BEGIN PROVIDED INFORMATION

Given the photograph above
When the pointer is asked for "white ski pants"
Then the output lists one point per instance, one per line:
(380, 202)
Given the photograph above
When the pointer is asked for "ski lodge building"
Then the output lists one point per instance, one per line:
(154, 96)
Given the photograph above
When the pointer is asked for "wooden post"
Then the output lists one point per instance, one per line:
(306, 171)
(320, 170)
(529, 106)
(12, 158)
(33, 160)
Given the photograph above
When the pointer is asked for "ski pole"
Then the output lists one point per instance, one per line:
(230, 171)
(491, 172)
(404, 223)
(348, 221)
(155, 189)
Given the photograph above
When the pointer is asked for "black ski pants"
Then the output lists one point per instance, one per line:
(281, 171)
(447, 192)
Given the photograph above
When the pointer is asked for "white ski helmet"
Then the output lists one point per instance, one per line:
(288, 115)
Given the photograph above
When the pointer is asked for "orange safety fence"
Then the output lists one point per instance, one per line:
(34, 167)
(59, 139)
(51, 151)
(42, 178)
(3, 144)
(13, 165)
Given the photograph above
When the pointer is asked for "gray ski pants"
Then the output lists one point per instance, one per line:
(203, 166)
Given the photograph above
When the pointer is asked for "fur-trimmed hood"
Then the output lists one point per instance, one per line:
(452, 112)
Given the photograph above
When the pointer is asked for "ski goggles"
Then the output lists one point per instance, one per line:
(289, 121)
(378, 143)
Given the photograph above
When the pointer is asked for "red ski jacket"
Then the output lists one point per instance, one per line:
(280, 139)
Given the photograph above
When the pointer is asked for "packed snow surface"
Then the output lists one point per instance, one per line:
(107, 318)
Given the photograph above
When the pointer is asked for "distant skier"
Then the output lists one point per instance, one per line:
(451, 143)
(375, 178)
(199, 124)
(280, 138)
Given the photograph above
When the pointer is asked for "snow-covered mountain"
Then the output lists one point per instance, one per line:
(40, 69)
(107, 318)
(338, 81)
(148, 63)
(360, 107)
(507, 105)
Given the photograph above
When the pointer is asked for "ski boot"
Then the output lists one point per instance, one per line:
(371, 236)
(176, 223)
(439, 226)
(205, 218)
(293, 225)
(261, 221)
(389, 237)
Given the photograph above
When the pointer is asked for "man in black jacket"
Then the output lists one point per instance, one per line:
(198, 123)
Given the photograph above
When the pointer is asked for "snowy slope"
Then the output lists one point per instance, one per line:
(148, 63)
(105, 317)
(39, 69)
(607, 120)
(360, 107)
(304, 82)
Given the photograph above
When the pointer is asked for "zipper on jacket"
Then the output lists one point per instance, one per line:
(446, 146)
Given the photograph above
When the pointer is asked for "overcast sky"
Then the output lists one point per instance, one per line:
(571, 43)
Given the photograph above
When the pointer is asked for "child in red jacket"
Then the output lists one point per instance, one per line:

END PROVIDED INFORMATION

▸ **WHAT THE EXERCISE ASKS**
Search the entries for the word "black". Copy every line where it occurs.

▸ **EXERCISE ANSWER**
When the pointer is asked for "black ski pants"
When the pointer is asked for "man in black jacket"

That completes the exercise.